:: GIVEN INSTRUCTION 1 ::
In the SQL question, what does the asker want to add for each orig group?
:: GIVEN INSTRUCTION 2 ::
Copy out the stretch of the SQL question from "I'm aggregating the" through "go about it?".

:: QUOTED TEXT ::
Use something like TOP with GROUP BY

Question

With table table1 like below

+--------+-------+-------+------------+-------+
| flight |  orig |  dest |  passenger |  bags |
+--------+-------+-------+------------+-------+
|   1111 |  sfo  |  chi  |  david     |     3 |
|   1112 |  sfo  |  dal  |  david     |     7 |
|   1112 |  sfo  |  dal  |  kim       |     10|
|   1113 |  lax  |  san  |  ameera    |     5 |
|   1114 |  lax  |  lfr  |  tim       |     6 |
|   1114 |  lax  |  lfr  |  jake      |     8 |
+--------+-------+-------+------------+-------+

I'm aggregating the table by orig like below

select 
  orig
  , count(*) flight_cnt
  , count(distinct passenger) as pass_cnt
  , percentile_cont(0.5) within group ( order by bags ASC) as bag_cnt_med
from table1
group by orig

I need to add the passenger with the longest name ( length(passenger) ) for each orig group - how do I go about it?

:: GIVEN INFORMATION ::
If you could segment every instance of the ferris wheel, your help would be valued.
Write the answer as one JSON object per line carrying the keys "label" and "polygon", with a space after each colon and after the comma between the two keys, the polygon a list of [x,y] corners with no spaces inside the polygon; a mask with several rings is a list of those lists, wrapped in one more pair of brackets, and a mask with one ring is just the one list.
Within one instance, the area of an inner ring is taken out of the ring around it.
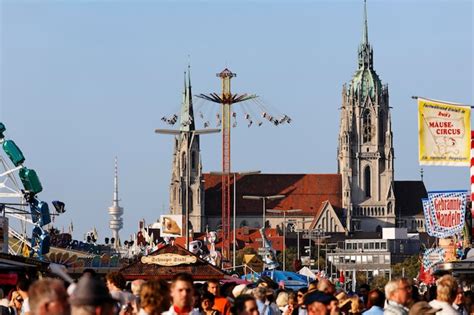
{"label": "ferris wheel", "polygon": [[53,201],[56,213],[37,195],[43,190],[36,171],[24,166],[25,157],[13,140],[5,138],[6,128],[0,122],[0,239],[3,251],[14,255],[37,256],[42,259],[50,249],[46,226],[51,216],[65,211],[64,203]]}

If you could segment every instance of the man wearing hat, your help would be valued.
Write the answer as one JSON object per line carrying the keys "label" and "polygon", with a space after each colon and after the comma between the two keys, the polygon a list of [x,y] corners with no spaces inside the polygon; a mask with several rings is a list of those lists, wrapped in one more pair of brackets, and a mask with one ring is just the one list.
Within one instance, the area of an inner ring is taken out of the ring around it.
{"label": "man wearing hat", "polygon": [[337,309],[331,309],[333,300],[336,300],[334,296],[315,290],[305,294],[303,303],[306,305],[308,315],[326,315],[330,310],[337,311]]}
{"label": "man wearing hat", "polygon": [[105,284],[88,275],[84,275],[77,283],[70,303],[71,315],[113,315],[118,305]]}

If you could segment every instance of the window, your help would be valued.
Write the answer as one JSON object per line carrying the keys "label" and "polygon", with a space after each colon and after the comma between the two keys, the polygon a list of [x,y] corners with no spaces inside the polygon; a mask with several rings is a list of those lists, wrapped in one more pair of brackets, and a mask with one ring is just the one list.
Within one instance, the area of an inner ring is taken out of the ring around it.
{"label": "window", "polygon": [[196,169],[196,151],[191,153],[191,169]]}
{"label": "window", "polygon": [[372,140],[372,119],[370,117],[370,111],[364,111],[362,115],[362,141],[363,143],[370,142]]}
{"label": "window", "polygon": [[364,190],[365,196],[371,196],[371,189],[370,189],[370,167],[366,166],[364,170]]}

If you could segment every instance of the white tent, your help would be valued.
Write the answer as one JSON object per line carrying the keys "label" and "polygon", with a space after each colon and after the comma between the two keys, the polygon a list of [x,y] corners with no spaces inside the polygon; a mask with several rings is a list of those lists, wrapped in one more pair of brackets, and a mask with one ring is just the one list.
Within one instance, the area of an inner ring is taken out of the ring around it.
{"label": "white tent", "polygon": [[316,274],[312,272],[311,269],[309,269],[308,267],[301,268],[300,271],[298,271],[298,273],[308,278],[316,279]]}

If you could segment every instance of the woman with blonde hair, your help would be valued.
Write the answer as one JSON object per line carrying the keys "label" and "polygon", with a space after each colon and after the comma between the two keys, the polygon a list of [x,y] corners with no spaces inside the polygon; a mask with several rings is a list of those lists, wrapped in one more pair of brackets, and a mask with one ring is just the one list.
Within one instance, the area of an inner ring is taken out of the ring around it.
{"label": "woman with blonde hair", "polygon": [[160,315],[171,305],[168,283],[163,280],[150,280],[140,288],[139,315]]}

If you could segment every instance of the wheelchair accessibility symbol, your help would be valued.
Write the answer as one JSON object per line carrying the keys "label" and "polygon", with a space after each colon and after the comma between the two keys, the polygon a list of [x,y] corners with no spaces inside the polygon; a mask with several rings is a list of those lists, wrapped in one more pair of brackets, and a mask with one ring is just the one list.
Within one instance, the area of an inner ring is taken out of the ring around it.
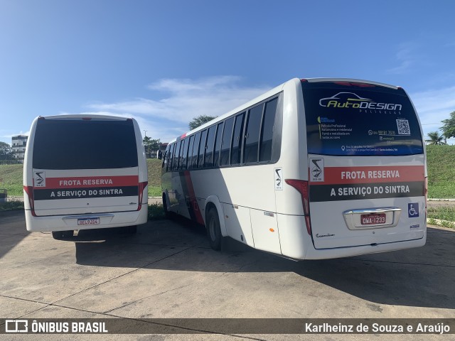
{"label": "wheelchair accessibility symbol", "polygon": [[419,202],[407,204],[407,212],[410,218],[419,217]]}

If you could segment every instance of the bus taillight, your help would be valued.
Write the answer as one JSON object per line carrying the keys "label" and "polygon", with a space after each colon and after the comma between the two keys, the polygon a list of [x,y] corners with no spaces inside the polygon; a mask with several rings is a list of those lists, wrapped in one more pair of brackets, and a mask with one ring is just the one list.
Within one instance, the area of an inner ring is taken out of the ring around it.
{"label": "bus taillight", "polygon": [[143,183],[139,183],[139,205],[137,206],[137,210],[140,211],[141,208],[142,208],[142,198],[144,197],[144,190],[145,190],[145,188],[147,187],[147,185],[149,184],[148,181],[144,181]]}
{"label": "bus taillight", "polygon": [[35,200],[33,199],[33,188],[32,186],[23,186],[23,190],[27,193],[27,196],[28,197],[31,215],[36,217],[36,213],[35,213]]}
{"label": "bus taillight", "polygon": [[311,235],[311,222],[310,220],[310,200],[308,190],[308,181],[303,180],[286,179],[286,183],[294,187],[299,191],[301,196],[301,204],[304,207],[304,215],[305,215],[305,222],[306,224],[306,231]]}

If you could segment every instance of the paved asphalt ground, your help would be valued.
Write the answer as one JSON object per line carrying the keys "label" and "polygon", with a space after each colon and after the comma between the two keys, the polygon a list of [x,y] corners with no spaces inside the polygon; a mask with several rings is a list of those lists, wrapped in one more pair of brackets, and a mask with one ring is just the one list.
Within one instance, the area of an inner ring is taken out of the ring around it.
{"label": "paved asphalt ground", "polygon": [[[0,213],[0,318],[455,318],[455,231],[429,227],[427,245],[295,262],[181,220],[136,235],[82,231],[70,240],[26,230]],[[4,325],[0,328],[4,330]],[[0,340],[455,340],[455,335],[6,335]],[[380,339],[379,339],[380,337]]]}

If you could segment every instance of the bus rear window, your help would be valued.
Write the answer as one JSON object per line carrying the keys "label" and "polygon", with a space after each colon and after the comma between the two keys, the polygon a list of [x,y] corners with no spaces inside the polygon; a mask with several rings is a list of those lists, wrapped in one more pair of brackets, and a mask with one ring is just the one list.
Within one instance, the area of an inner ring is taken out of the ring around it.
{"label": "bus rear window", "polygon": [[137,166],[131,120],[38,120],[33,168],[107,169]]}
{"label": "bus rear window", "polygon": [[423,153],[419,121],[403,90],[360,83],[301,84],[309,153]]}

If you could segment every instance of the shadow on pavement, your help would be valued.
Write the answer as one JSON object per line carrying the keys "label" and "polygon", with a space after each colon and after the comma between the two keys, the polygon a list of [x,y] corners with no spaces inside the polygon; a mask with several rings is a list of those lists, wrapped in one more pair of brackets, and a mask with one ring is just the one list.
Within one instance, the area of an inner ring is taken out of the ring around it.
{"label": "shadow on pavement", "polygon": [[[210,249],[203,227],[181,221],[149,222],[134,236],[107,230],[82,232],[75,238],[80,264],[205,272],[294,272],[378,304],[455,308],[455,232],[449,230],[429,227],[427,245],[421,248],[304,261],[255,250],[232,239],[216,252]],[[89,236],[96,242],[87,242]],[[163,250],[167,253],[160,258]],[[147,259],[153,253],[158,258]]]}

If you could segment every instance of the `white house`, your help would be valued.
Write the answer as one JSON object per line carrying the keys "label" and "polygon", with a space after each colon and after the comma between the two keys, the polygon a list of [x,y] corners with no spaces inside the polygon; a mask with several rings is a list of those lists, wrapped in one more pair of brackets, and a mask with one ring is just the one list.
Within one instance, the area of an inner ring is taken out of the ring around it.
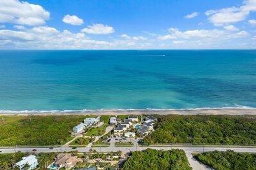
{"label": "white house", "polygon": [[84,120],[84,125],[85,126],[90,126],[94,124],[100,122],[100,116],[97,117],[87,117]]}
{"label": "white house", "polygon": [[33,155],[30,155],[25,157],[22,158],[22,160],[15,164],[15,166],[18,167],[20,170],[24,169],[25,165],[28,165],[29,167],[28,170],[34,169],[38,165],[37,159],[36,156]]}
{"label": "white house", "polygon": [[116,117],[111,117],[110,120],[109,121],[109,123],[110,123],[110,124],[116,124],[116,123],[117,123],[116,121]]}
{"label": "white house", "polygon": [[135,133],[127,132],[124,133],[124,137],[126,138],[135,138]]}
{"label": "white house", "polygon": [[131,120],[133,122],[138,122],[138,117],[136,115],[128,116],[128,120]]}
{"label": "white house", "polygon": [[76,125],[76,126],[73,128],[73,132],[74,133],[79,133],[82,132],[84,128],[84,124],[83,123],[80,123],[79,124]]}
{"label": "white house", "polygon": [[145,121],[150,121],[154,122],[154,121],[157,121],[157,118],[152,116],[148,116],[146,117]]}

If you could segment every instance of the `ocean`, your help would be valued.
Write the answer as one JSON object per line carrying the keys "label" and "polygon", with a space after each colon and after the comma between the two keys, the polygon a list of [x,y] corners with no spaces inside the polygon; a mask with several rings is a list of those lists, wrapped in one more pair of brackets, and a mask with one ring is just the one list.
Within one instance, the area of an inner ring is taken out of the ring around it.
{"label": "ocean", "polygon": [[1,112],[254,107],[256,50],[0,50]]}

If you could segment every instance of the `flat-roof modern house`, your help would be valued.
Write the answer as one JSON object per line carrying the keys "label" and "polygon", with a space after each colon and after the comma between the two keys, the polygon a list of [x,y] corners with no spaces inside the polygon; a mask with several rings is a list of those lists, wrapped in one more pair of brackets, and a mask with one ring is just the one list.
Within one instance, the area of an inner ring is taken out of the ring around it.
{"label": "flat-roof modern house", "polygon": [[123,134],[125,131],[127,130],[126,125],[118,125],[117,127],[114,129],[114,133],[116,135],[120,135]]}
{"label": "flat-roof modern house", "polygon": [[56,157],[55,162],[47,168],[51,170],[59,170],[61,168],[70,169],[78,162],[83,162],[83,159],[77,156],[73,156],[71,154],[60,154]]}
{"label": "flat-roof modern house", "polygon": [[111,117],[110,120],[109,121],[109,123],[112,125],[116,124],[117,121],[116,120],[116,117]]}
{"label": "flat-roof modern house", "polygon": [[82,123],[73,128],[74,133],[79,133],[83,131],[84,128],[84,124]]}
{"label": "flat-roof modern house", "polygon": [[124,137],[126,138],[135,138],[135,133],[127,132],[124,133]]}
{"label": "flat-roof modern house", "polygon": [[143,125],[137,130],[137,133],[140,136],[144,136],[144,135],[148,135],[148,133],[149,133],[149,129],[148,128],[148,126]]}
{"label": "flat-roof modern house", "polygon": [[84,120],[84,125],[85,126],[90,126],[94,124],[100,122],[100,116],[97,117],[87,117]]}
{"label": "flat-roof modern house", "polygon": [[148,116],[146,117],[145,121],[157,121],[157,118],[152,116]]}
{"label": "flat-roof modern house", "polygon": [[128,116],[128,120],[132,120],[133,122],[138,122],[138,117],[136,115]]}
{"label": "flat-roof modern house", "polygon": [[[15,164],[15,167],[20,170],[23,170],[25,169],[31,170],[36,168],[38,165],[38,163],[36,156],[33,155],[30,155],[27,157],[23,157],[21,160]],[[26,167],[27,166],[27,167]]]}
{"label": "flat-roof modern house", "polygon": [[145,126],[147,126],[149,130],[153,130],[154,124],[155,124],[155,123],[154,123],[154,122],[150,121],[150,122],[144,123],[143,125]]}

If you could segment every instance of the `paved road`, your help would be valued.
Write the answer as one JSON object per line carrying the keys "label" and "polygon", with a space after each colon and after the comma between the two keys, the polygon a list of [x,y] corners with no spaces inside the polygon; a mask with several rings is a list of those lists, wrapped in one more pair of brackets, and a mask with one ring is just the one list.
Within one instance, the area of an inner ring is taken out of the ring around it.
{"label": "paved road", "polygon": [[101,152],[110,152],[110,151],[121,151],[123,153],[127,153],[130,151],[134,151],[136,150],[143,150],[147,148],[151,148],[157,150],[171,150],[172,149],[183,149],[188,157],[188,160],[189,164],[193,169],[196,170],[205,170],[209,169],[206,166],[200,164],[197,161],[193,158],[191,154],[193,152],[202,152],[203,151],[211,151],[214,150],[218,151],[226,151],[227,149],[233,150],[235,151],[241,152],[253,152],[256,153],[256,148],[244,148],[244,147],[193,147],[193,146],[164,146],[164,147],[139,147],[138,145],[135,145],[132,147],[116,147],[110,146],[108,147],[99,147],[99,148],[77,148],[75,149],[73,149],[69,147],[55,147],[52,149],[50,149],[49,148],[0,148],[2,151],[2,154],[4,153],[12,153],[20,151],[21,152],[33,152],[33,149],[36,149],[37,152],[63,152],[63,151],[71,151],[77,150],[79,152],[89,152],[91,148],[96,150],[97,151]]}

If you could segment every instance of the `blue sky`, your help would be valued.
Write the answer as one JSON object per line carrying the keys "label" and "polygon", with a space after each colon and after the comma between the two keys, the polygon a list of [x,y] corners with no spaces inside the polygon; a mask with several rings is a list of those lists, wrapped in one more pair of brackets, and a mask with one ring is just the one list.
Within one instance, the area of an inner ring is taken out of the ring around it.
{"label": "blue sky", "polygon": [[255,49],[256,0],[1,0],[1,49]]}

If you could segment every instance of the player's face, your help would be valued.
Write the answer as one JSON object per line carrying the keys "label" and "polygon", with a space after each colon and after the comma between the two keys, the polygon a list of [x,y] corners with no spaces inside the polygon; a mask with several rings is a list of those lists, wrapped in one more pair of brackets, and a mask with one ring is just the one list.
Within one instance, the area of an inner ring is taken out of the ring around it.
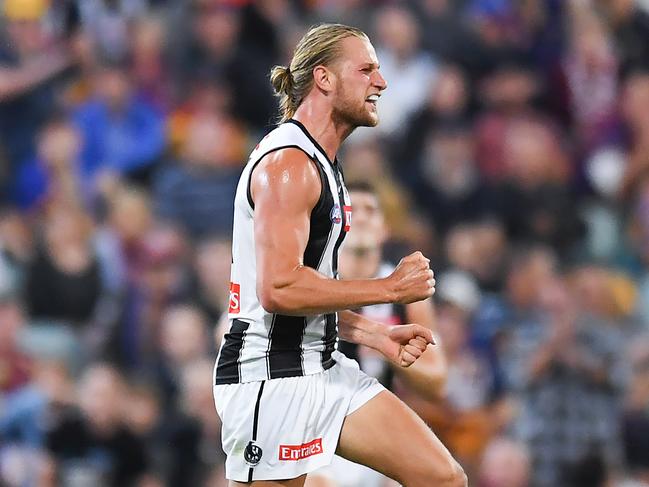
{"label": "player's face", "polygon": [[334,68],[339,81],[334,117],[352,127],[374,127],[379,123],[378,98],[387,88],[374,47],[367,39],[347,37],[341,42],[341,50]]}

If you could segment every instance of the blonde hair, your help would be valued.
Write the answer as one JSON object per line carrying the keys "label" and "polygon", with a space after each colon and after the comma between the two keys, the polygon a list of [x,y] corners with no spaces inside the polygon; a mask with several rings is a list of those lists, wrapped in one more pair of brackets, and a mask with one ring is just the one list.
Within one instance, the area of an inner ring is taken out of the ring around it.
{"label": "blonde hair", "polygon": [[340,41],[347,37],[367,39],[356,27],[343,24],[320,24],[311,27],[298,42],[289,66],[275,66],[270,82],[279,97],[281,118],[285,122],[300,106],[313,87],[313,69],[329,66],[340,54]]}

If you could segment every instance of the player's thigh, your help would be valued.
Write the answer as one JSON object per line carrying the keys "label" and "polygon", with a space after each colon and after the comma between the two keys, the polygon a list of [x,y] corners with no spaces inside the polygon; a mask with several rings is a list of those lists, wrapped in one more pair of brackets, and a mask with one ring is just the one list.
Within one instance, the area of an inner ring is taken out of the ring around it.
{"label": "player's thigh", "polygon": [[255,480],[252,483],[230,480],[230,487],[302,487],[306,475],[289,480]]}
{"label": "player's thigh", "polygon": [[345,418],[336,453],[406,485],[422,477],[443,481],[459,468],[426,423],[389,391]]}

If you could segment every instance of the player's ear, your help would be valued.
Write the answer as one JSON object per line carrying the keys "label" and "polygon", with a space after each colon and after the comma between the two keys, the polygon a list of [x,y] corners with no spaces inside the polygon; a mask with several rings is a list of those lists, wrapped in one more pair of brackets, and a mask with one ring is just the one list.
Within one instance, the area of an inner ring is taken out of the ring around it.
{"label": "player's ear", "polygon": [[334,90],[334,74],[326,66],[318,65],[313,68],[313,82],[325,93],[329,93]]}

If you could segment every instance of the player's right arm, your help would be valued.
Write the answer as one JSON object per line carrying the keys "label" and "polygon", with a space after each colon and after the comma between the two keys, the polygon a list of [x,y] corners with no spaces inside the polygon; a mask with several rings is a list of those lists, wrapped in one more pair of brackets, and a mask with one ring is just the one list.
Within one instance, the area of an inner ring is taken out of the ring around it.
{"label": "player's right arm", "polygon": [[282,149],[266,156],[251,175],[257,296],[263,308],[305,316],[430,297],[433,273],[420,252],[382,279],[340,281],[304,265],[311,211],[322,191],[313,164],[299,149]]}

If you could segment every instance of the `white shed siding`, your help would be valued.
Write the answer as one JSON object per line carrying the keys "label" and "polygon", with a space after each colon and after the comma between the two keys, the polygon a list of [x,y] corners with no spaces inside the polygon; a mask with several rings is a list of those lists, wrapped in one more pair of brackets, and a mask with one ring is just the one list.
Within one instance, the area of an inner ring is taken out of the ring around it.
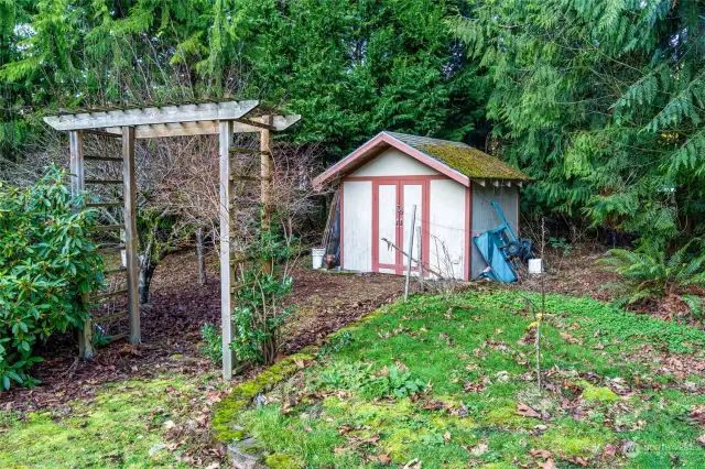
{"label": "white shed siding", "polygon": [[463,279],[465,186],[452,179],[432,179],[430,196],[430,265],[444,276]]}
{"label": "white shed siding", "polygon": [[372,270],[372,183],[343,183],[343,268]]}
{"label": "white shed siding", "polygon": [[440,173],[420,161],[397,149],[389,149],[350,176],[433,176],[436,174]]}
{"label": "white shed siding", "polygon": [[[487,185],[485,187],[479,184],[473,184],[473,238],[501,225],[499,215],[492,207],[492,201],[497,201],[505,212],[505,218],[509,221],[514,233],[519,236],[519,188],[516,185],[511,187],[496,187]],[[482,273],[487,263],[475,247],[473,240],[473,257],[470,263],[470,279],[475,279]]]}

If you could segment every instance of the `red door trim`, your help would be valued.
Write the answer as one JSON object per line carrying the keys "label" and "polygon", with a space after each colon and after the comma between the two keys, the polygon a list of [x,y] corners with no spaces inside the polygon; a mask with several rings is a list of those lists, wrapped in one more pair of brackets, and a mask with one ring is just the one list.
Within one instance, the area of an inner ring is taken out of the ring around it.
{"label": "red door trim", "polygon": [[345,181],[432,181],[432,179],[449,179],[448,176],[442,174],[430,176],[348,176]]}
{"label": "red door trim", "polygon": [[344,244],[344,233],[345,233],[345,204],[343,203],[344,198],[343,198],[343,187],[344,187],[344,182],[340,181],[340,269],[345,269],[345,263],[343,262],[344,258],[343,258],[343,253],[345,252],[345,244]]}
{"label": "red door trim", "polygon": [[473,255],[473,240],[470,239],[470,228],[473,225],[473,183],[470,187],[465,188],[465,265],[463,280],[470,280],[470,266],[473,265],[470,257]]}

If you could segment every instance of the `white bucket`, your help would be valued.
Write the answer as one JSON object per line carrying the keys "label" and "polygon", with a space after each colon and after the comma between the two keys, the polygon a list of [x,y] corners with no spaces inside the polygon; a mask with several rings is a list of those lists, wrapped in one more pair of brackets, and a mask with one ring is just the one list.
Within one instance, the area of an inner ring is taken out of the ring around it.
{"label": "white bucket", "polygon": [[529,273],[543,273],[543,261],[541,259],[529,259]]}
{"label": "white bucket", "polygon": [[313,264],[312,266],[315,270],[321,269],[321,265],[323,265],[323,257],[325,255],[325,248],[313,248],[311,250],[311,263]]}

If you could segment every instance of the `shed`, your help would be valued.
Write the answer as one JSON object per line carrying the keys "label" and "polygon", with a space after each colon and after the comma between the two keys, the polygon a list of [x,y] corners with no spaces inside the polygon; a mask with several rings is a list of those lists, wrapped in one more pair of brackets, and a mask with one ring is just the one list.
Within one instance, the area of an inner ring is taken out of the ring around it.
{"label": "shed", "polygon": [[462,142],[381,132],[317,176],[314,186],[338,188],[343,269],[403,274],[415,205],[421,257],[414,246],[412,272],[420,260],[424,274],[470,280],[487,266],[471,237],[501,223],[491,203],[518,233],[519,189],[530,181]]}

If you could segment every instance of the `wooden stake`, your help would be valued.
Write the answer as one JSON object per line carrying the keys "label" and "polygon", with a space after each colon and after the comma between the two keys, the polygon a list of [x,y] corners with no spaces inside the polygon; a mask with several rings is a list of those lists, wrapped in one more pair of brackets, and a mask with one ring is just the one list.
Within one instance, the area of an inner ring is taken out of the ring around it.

:: EXERCISE RESPONSE 1 ::
The passenger with the longest name, measured by length(passenger).

:: EXERCISE RESPONSE 2 ::
I'm aggregating the table by orig like below

select 
  orig
  , count(*) flight_cnt
  , count(distinct passenger) as pass_cnt
  , percentile_cont(0.5) within group ( order by bags ASC) as bag_cnt_med
from table1
group by orig

I need to add the passenger with the longest name ( length(passenger) ) for each orig group - how do I go about it?